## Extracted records
= Beginning of Section =

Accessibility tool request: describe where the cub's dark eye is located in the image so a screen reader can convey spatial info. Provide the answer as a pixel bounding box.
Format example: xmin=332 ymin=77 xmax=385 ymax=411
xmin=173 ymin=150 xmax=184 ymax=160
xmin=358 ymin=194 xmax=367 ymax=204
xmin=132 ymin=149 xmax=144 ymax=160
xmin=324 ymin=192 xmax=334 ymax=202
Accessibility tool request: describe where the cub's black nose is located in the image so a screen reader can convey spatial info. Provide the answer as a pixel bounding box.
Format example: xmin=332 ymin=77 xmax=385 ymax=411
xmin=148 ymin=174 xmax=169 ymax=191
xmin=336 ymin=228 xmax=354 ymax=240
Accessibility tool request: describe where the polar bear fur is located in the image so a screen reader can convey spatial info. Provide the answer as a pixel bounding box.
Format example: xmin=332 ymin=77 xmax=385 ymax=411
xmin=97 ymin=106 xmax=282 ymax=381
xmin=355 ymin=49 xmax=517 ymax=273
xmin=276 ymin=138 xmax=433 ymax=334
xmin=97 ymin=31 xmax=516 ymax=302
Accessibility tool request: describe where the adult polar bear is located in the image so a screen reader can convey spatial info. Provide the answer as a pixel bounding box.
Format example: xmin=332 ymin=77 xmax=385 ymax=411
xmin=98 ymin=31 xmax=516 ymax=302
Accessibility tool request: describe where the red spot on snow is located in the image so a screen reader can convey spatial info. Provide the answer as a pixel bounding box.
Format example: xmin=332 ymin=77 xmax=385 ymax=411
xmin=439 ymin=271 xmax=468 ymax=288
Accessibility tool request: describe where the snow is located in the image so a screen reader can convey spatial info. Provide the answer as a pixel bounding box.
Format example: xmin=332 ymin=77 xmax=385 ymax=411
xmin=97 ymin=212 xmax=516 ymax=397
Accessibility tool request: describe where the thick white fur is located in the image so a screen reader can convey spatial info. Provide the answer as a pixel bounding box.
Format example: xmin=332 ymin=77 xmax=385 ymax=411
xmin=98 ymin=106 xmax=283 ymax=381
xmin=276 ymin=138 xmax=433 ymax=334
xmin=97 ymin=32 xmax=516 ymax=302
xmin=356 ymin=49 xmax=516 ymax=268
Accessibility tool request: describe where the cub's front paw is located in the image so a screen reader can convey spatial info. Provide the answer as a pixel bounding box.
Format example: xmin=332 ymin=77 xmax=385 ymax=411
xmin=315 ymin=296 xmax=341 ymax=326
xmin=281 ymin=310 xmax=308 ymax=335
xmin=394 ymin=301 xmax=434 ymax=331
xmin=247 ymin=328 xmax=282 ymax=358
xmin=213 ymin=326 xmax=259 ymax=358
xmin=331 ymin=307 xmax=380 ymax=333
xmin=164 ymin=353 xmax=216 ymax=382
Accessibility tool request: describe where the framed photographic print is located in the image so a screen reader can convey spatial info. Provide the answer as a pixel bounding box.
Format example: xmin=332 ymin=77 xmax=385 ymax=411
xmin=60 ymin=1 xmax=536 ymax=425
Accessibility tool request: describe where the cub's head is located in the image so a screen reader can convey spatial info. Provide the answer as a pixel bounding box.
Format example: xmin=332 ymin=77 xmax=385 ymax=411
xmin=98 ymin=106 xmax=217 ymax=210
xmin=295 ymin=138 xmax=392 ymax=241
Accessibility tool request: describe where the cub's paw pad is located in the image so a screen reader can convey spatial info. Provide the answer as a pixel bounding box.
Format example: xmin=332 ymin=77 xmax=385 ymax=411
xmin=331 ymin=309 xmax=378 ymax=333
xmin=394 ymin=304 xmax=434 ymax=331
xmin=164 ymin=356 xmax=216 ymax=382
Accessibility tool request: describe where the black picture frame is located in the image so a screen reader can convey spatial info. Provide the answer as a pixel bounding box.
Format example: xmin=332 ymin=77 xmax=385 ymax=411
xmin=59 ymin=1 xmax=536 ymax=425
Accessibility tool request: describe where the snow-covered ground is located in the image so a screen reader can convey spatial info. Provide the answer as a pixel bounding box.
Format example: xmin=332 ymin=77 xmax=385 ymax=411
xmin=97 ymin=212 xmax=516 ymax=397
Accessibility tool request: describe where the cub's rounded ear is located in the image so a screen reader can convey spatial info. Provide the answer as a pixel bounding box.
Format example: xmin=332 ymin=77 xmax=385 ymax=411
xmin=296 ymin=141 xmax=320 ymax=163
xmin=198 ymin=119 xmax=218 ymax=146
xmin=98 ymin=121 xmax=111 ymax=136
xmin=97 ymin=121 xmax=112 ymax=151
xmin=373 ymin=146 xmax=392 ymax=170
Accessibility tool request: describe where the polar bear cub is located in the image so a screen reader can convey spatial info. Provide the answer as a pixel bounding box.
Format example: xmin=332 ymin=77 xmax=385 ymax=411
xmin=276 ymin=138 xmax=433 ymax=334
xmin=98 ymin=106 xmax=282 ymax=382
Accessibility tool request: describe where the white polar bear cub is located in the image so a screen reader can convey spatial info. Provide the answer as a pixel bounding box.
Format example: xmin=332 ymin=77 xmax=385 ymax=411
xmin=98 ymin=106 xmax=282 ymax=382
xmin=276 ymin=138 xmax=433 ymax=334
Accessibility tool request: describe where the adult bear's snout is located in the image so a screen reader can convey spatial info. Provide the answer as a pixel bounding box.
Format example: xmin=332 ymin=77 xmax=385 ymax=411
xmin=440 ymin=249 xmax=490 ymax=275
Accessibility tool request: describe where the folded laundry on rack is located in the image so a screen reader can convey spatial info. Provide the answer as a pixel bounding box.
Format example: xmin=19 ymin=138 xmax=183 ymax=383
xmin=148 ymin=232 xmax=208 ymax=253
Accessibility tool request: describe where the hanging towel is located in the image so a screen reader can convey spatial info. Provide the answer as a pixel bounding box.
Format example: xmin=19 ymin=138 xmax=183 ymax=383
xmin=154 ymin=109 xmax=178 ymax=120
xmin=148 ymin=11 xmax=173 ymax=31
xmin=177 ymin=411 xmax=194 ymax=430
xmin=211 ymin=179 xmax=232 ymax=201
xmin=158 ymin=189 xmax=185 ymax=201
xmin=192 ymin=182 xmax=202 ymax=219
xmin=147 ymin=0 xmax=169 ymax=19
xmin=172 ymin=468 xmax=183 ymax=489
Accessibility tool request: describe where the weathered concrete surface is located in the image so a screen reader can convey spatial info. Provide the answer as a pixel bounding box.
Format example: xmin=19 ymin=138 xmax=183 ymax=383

= End of Section =

In the entries above, find each line with the word "bear" and show it.

## Output
Accessibility tool request: describe where the polar bear fur is located in the image so a screen reader can convey spatial info. Provide the answer as a pixel bounding box.
Accessibility tool request: describe where the adult polar bear is located in the image so a screen reader can convey spatial info. Provide the answer as a pixel bounding box.
Accessibility tool request: describe where the polar bear cub is located in the image so a screen reader can convey spatial info. Provide the answer as a pixel bounding box.
Accessibility tool request: describe where the white polar bear cub is located in the image so a screen reader can convey spatial info. Provide the answer as a pixel bounding box.
Accessibility tool request: describe where the adult bear's snout is located in the image so a screen reader can convey spatial info. Provide the answer as a pixel bounding box.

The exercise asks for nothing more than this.